■ **SHORT TASK**:
Rewrite the listing from the line containing "of the moored" up to and including its final line, requests included, and shift every answer coordinate up by 136 while keeping the requests and their sample values as they are. Leave the pictures out of your answer.

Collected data
[BEGIN]

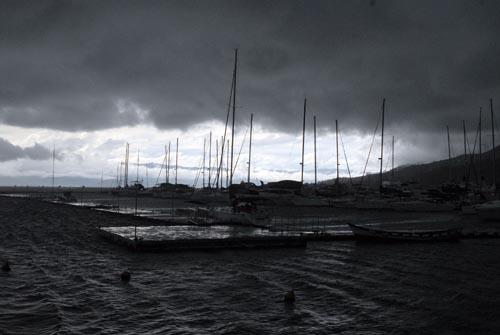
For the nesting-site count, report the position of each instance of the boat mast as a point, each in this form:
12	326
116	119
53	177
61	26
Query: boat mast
216	156
234	109
220	173
480	143
125	182
53	165
227	166
465	151
493	142
137	176
209	161
176	159
203	169
168	164
250	148
382	145
392	170
449	152
337	181
165	161
303	141
315	161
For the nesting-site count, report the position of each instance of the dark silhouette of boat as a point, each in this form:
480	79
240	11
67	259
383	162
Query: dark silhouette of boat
370	234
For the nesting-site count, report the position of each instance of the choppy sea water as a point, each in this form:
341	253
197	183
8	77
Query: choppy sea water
66	281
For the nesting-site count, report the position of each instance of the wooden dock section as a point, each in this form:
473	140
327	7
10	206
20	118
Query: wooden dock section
247	242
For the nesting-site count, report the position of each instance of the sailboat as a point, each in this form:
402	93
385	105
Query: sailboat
365	233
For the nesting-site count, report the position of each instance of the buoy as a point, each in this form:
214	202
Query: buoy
6	266
289	297
125	276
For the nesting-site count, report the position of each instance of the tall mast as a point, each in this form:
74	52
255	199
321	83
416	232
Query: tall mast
137	178
392	170
209	161
176	159
168	163
493	142
203	169
465	150
382	144
337	146
165	161
234	109
220	174
118	175
217	156
125	181
53	166
250	148
449	153
315	161
480	142
227	166
303	141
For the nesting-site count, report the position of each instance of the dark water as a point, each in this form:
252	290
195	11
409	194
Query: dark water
65	280
340	287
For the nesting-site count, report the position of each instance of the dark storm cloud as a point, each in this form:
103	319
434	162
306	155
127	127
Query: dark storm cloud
84	65
9	151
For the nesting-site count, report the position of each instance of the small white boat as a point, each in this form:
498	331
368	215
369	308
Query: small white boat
489	211
369	234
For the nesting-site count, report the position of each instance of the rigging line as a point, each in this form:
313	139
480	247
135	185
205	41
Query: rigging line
225	132
369	151
161	168
470	166
197	177
345	157
241	148
387	163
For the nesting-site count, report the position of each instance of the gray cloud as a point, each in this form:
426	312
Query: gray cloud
9	151
84	65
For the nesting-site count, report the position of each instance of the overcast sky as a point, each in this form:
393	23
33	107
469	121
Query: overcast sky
86	76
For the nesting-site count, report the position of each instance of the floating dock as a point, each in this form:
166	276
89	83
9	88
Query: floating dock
201	240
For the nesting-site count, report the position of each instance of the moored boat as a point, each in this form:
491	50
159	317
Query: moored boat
489	211
371	234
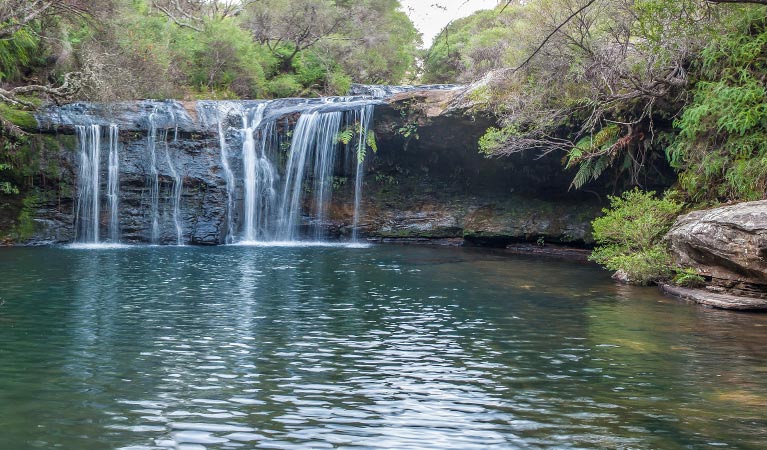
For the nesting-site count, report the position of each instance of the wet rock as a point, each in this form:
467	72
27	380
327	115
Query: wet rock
727	244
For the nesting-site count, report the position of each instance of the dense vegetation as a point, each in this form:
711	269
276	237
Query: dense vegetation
195	48
623	88
61	50
620	88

[END]

■ **COMPLETED TASK**:
For the nesting-site count, report the position of each instance of the moored boat as a point, each in this form:
491	50
159	317
Query: moored boat
625	347
507	370
For the nesting-site count, report the position of each instance of the wet rock as a point, each in this form:
467	72
27	380
327	115
Query: wet rock
863	380
For the nesting-site count, report the position of each instance of the dense vegetation as a point, each in this form:
711	269
276	237
Query: dense vegetation
331	184
759	224
197	186
756	224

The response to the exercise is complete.